DESCRIPTION OF THE TASK:
Copy the data below line for line, without changing anything. Leave out the picture.

PROVIDED RECORDS:
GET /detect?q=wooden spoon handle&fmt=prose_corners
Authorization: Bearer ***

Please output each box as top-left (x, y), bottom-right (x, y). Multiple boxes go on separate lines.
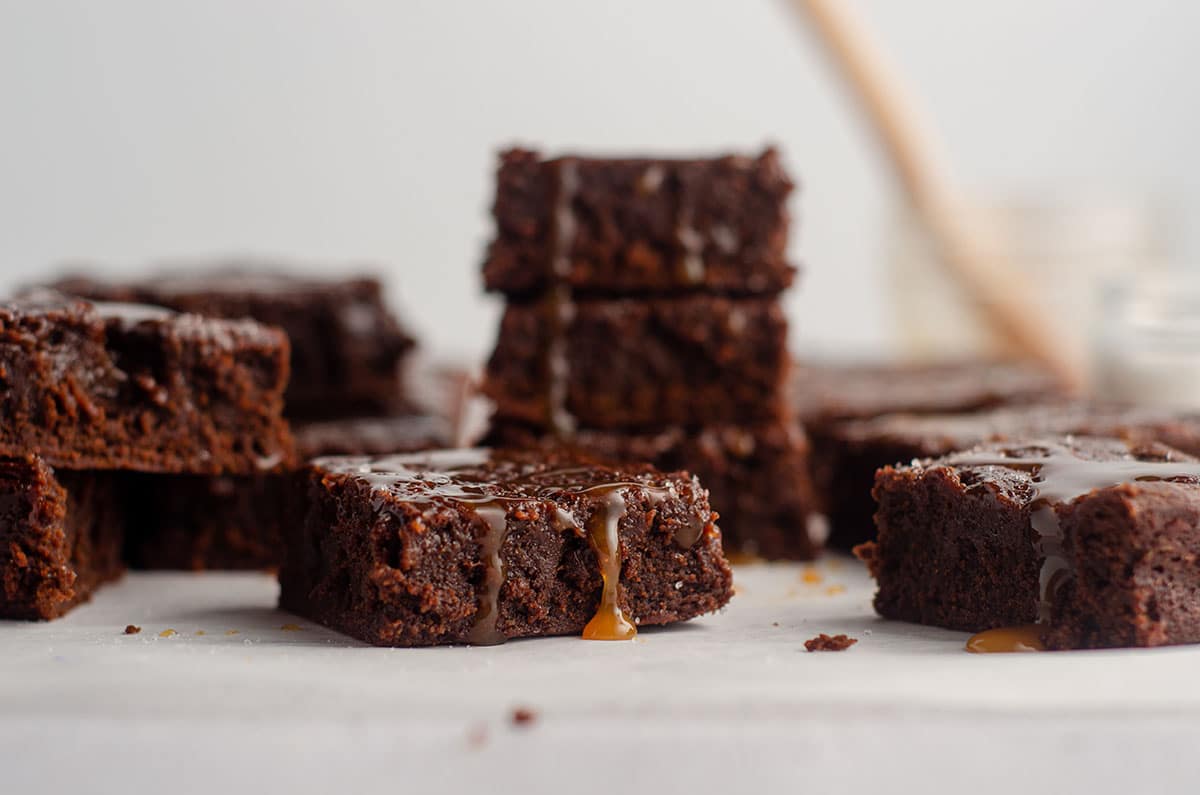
top-left (788, 0), bottom-right (1084, 388)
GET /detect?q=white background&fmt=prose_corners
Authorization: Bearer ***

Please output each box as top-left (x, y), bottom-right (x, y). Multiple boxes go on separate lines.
top-left (0, 0), bottom-right (1200, 355)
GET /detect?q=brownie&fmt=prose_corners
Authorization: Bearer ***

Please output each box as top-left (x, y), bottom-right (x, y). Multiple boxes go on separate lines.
top-left (280, 449), bottom-right (732, 646)
top-left (484, 294), bottom-right (788, 431)
top-left (0, 291), bottom-right (293, 473)
top-left (788, 360), bottom-right (1064, 427)
top-left (814, 401), bottom-right (1200, 550)
top-left (486, 422), bottom-right (821, 560)
top-left (860, 436), bottom-right (1200, 648)
top-left (484, 149), bottom-right (796, 297)
top-left (125, 414), bottom-right (450, 570)
top-left (56, 269), bottom-right (414, 418)
top-left (0, 455), bottom-right (122, 620)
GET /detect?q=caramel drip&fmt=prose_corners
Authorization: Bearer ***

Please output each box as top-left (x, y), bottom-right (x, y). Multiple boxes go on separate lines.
top-left (947, 442), bottom-right (1200, 624)
top-left (583, 489), bottom-right (637, 640)
top-left (467, 500), bottom-right (509, 646)
top-left (545, 159), bottom-right (580, 436)
top-left (966, 623), bottom-right (1045, 654)
top-left (676, 194), bottom-right (704, 285)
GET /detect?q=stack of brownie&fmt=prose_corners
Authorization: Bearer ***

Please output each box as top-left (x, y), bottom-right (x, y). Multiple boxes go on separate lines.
top-left (484, 150), bottom-right (815, 558)
top-left (45, 271), bottom-right (450, 569)
top-left (0, 291), bottom-right (294, 618)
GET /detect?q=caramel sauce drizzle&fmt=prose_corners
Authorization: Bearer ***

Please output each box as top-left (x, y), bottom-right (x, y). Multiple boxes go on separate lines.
top-left (354, 449), bottom-right (707, 646)
top-left (967, 623), bottom-right (1045, 654)
top-left (947, 441), bottom-right (1200, 653)
top-left (583, 486), bottom-right (637, 640)
top-left (544, 157), bottom-right (580, 437)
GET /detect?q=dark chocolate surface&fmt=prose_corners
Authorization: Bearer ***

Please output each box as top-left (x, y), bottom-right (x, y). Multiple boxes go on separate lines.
top-left (55, 271), bottom-right (414, 418)
top-left (0, 291), bottom-right (293, 473)
top-left (484, 149), bottom-right (794, 295)
top-left (280, 449), bottom-right (732, 646)
top-left (0, 455), bottom-right (124, 620)
top-left (484, 295), bottom-right (788, 431)
top-left (488, 422), bottom-right (820, 560)
top-left (814, 401), bottom-right (1200, 549)
top-left (863, 437), bottom-right (1200, 648)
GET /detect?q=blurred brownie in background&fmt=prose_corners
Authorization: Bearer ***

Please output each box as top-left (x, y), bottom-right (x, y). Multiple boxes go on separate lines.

WRITTEN ANSWER:
GET /detect?q=wooden spoon handle&fmt=prose_corners
Authorization: Bearer ***

Please output each box as top-left (x, y), bottom-right (x, y). Multiple boxes go on separate lines.
top-left (788, 0), bottom-right (1084, 388)
GET /detect?q=white background&fmt=prose_corners
Authorization: Bearer ***

Please output each box as top-left (x, y), bottom-right (x, y). Multiple boxes go on separate lines.
top-left (0, 0), bottom-right (1200, 355)
GET /detect?q=brownie&fmt=prose_corners
Authorization: Bearer ***

Please output each box as top-left (x, y), bottom-right (x, y). Multiple boxes go on separate lines.
top-left (280, 449), bottom-right (732, 646)
top-left (484, 294), bottom-right (788, 431)
top-left (0, 291), bottom-right (293, 473)
top-left (788, 360), bottom-right (1064, 427)
top-left (814, 401), bottom-right (1200, 550)
top-left (486, 422), bottom-right (821, 560)
top-left (860, 436), bottom-right (1200, 648)
top-left (484, 149), bottom-right (796, 297)
top-left (125, 414), bottom-right (450, 570)
top-left (56, 269), bottom-right (414, 418)
top-left (0, 455), bottom-right (122, 620)
GET /detect?q=caramel drip&fmt=prose_corners
Authorization: Bearer ***

Please output each box as top-left (x, y), bottom-right (x, y). Multiple boxes go on separate lines.
top-left (947, 442), bottom-right (1200, 624)
top-left (583, 489), bottom-right (637, 640)
top-left (467, 500), bottom-right (509, 646)
top-left (545, 159), bottom-right (580, 436)
top-left (966, 623), bottom-right (1045, 654)
top-left (676, 194), bottom-right (704, 285)
GET /detect?q=stack of brownie&fmt=prose_corners
Authorization: Bearer ***

Please output each box as top-left (x, y), bottom-right (x, y). Multiple boxes go on separate lines.
top-left (484, 150), bottom-right (815, 558)
top-left (45, 271), bottom-right (450, 569)
top-left (0, 291), bottom-right (294, 618)
GET /detect?q=caramel sauce drizzle&fmt=prose_corners
Authorization: Bearer ***

Please output each box as top-left (x, y), bottom-right (x, y). Multiple boxes go on separate lines.
top-left (354, 449), bottom-right (707, 646)
top-left (967, 623), bottom-right (1045, 654)
top-left (947, 441), bottom-right (1200, 653)
top-left (583, 486), bottom-right (637, 640)
top-left (544, 157), bottom-right (580, 437)
GET /detect?q=dark chocolate surface&fmt=prose_corners
Authorization: Bearer ***

Please output each box as top-left (x, y), bottom-right (x, y). Multiple boxes go on separate lines.
top-left (55, 271), bottom-right (414, 418)
top-left (0, 291), bottom-right (293, 473)
top-left (484, 149), bottom-right (794, 295)
top-left (280, 449), bottom-right (732, 646)
top-left (0, 455), bottom-right (124, 620)
top-left (484, 295), bottom-right (788, 431)
top-left (488, 422), bottom-right (820, 560)
top-left (814, 401), bottom-right (1200, 549)
top-left (863, 437), bottom-right (1200, 648)
GET /detect?q=blurred brownie in background&fmt=prose_corners
Authorization: Bearer ***

Please output each box as top-left (x, y), bottom-right (x, y). Multiple boxes go on separate lines.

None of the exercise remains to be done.